- OBJECTIVE -
Can you copy all of the records below verbatim, leaving the pictures out of your reply?

- SUPPLIED MATERIAL -
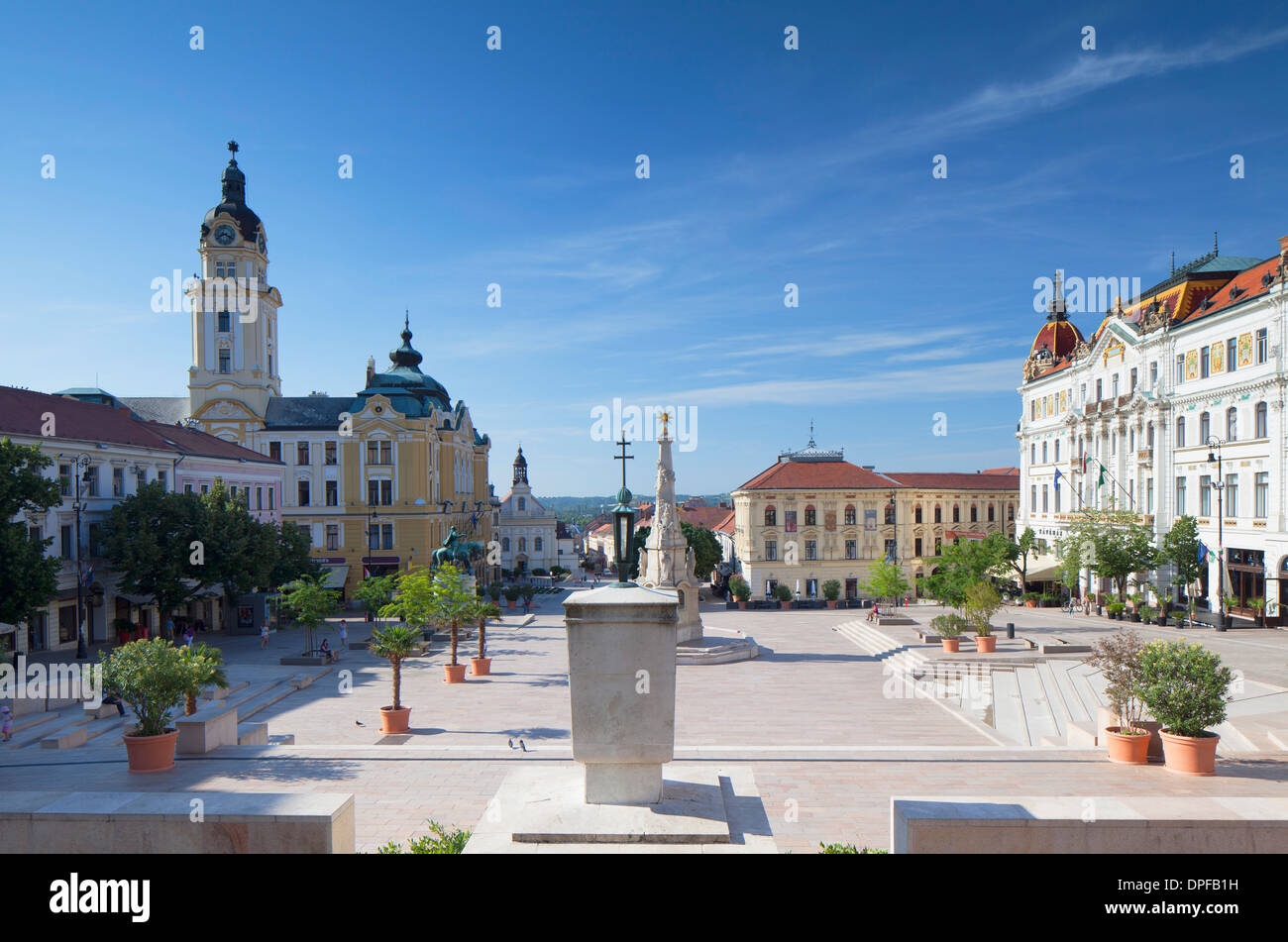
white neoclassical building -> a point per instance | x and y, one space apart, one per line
527 530
1190 369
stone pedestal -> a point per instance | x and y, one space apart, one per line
621 680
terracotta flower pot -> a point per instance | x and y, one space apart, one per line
151 753
1126 749
394 721
1189 754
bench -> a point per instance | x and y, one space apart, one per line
175 822
1057 824
207 728
252 734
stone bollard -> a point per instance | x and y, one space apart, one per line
621 680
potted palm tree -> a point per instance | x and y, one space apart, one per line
482 611
206 671
741 589
948 628
1119 659
394 644
982 603
1185 687
153 678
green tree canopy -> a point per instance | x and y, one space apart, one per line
27 576
149 538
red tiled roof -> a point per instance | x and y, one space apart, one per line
22 413
1248 284
949 480
794 475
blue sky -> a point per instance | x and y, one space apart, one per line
518 167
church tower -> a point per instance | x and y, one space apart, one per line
235 354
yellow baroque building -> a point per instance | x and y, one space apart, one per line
377 478
814 516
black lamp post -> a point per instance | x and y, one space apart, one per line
623 523
81 464
1215 456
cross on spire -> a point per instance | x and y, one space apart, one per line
623 457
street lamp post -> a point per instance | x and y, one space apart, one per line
1215 456
81 464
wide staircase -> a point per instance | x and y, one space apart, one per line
75 726
1054 701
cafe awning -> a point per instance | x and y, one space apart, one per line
335 576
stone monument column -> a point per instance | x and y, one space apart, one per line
621 680
666 562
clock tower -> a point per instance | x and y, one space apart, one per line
235 354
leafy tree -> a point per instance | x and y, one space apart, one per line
205 670
704 546
1017 554
147 537
1116 545
887 580
375 592
310 602
1181 549
980 603
394 644
27 576
291 556
239 552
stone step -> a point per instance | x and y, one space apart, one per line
1009 708
60 723
249 708
1037 709
1056 706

- ANSWER FOR THE TASK -
white neoclassical building -> a point per instance | x and y, one space apart, one per line
527 530
1190 369
stone pedestal -> a point per instance | x and y, one space apart, one per line
621 680
terracotta flower pot -> a point per instance | x and y, one space apart, one per line
151 753
1126 749
394 721
1189 754
bench -> a point per instance | x and y, one space apart, one per line
175 822
1057 824
207 728
252 734
stone bollard -> a point per instance | x and y, one space apart, one per line
621 680
potted palm tree -> a point per instance | x and y, one space apart, one per line
482 611
206 671
741 589
948 628
1119 659
394 644
982 603
1185 687
153 678
green tree canopy -> a point per instance | x and y, one space apart, one per line
27 576
149 538
red tiled roof -> a point per instance | x and y, one space apart, one per line
22 413
1248 284
949 480
794 475
blue sky -> a point per instance | x and y, one space apart, one per line
518 167
church tower -> a point per instance | x and y, one space apart, one per line
235 354
yellow baroque building -> a point per instance | x and y, one space apart, one per line
377 478
814 516
black lamp post -> a point per instance | x and y, one space apart, one per line
623 523
81 464
1215 456
cross on spire -> a point per instance | x and y, one space apart, one per line
623 457
street lamp post -> a point per instance | x and y, one space apart, one per line
1215 456
81 464
wide staircase -> a point per instance | x and y, one space apart, one per line
75 726
1054 701
cafe awning -> a point per instance | x and y, one space apart, one per line
335 576
stone monument column -> a point per instance | x and y, one space apart, one per line
621 680
666 562
clock tower -> a point per instance | x and y, one space apart, one per line
235 354
leafy tree -> a point per instance | x and y, one space apart, one per line
205 670
704 546
1017 554
147 537
1116 545
887 580
375 592
310 602
1181 549
980 603
394 644
27 576
291 556
239 552
stone step -> a point per instance | x and y, one space apart, one per line
1009 708
60 723
249 708
1037 709
1056 706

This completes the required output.